Please edit the stretch from the line containing "Target: white petal" through the end of the records, putting "greenery" in place of "foliage" and leaving everything else unchanged. Return only that stretch, with the pictures left out.

/---

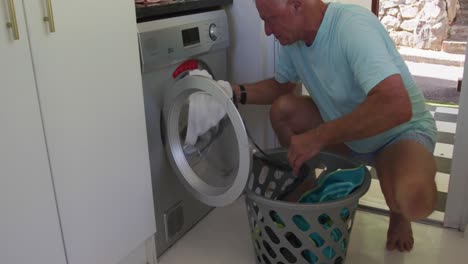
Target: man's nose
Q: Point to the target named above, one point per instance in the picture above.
(268, 31)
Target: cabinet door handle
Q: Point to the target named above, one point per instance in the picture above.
(50, 18)
(13, 24)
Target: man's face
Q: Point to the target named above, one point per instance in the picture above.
(278, 21)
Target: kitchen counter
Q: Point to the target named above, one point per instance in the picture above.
(177, 7)
(223, 237)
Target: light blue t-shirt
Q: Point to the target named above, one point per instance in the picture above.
(350, 55)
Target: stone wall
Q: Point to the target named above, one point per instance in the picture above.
(420, 24)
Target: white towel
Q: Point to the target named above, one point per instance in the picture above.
(204, 112)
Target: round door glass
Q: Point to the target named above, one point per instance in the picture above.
(209, 146)
(206, 141)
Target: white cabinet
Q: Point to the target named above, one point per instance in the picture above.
(89, 90)
(29, 223)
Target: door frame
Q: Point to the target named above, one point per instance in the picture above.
(456, 213)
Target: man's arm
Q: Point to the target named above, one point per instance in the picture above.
(386, 106)
(264, 92)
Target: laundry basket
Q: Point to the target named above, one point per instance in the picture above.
(285, 232)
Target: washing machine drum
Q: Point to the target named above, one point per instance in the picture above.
(205, 140)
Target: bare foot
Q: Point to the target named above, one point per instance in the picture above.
(400, 234)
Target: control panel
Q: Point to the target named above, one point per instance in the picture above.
(167, 41)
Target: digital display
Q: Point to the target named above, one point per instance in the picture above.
(190, 36)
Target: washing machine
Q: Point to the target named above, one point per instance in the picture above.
(188, 184)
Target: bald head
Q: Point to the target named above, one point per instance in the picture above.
(291, 20)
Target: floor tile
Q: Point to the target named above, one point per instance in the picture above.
(447, 138)
(224, 237)
(445, 117)
(443, 150)
(446, 127)
(448, 110)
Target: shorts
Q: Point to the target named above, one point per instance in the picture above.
(414, 135)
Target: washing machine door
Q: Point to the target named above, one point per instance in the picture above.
(216, 165)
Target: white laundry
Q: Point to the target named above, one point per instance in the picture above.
(204, 112)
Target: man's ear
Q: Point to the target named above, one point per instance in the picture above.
(297, 4)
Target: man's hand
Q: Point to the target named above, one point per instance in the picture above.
(303, 147)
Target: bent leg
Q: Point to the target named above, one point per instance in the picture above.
(406, 171)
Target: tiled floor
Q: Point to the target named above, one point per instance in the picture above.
(223, 237)
(446, 118)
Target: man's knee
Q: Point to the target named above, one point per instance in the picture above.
(282, 108)
(417, 201)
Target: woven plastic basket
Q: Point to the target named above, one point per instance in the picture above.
(284, 232)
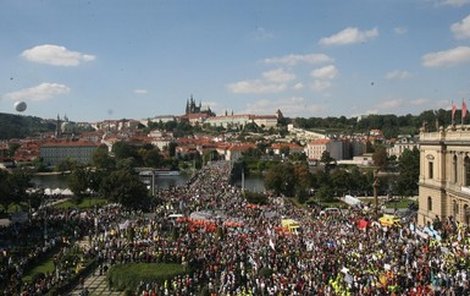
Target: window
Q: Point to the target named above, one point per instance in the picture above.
(456, 208)
(466, 212)
(454, 165)
(467, 171)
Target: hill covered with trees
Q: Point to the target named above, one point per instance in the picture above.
(19, 126)
(391, 125)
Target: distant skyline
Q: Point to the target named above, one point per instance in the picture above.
(95, 60)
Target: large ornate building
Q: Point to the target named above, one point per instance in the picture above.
(444, 181)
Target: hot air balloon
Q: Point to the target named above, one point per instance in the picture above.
(20, 106)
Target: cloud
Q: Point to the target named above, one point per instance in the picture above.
(449, 57)
(349, 35)
(395, 105)
(321, 85)
(55, 55)
(278, 75)
(256, 87)
(400, 30)
(327, 72)
(298, 86)
(41, 92)
(419, 102)
(397, 75)
(461, 29)
(454, 3)
(294, 59)
(261, 34)
(273, 81)
(391, 104)
(293, 106)
(141, 91)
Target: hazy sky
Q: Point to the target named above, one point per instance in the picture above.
(95, 60)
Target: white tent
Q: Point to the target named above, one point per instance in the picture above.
(57, 191)
(351, 200)
(67, 191)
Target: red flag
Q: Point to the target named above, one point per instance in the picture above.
(464, 110)
(454, 109)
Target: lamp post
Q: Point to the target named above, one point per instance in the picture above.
(376, 187)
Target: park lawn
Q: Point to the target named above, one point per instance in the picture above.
(129, 276)
(45, 267)
(15, 207)
(403, 203)
(85, 203)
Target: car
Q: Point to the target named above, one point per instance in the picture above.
(390, 220)
(331, 212)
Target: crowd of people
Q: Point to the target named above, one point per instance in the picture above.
(246, 252)
(50, 232)
(326, 256)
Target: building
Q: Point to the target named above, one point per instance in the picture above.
(53, 153)
(444, 181)
(403, 142)
(292, 148)
(230, 121)
(315, 149)
(265, 121)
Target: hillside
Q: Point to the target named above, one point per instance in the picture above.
(19, 126)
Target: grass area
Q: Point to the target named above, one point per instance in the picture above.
(15, 207)
(129, 276)
(44, 267)
(403, 203)
(85, 203)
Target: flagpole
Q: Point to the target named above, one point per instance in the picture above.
(464, 110)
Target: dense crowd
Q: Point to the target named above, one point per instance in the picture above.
(328, 255)
(50, 232)
(246, 252)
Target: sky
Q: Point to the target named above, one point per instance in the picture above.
(112, 59)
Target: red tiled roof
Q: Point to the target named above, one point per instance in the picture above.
(69, 144)
(320, 142)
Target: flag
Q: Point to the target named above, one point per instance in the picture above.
(464, 110)
(271, 244)
(454, 109)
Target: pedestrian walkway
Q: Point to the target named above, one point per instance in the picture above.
(96, 285)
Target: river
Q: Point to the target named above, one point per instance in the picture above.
(252, 183)
(60, 181)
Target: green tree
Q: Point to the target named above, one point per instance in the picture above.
(152, 158)
(281, 179)
(324, 194)
(408, 167)
(327, 160)
(12, 147)
(380, 157)
(102, 160)
(124, 187)
(172, 149)
(13, 187)
(79, 182)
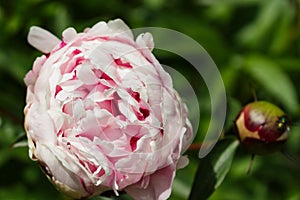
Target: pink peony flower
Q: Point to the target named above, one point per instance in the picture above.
(102, 113)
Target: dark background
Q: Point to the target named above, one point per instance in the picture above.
(254, 43)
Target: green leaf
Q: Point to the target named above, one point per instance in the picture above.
(269, 74)
(213, 169)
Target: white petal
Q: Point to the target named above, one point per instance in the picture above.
(42, 39)
(145, 40)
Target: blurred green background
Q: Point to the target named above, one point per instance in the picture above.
(255, 44)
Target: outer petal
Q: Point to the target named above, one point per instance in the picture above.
(158, 188)
(42, 39)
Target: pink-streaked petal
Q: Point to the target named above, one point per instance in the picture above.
(42, 39)
(69, 34)
(158, 188)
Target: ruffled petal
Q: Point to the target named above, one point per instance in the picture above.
(42, 39)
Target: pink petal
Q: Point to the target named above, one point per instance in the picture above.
(158, 188)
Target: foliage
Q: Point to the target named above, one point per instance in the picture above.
(255, 44)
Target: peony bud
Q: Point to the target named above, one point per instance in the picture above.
(262, 127)
(102, 114)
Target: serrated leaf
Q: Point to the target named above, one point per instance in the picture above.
(272, 78)
(213, 169)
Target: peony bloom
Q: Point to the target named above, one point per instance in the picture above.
(102, 113)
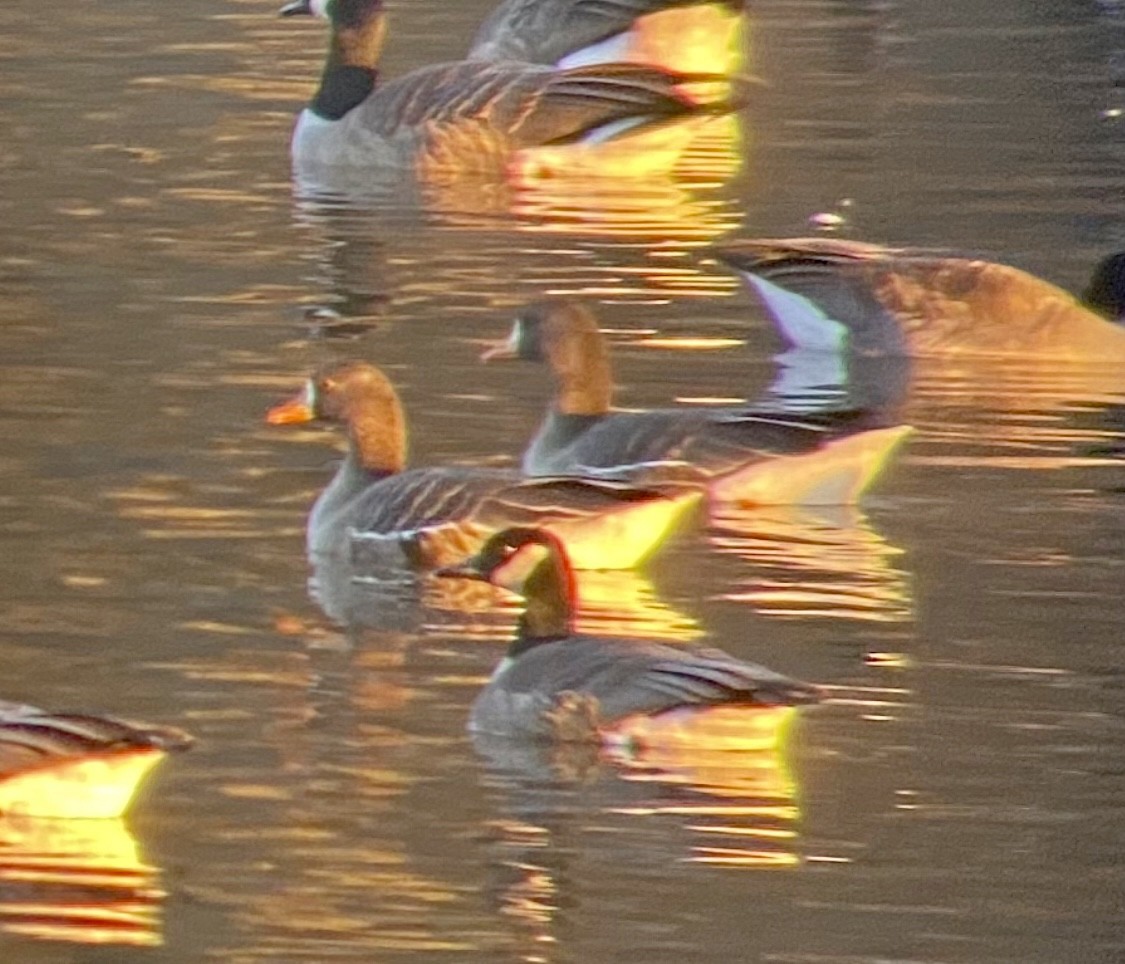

\---

== ANSWER BELOW ==
Target: white petal
Q: Point to the target named above, one point per instance in the picture above.
(42, 39)
(145, 40)
Target: blurred green background
Q: Point to the target named above, one point per instance in the picture above.
(255, 44)
Target: outer petal
Q: Point to the target named above, one point per instance in the picture above.
(158, 188)
(42, 39)
Target: pink-streaked petal
Q: Point to the target named above, one point per instance in the picture above.
(42, 39)
(69, 34)
(158, 188)
Target: ruffled petal
Q: Point to the target named above, one point per instance in the picture above.
(42, 39)
Target: pink petal
Q: Point to the target named above, one point per instance in the picture above.
(158, 188)
Target: greenery
Q: Point to the target named above, one point per instance in the picture above.
(255, 44)
Target: peony bud
Q: Point to the target named above, one point per instance in the picture above.
(262, 127)
(102, 114)
Target: serrated leaf
Q: Point to the target named above, one point per instance in the picture above.
(272, 78)
(213, 169)
Target: peony bloom
Q: Point to the target named above, one point per instance in the picture above.
(102, 113)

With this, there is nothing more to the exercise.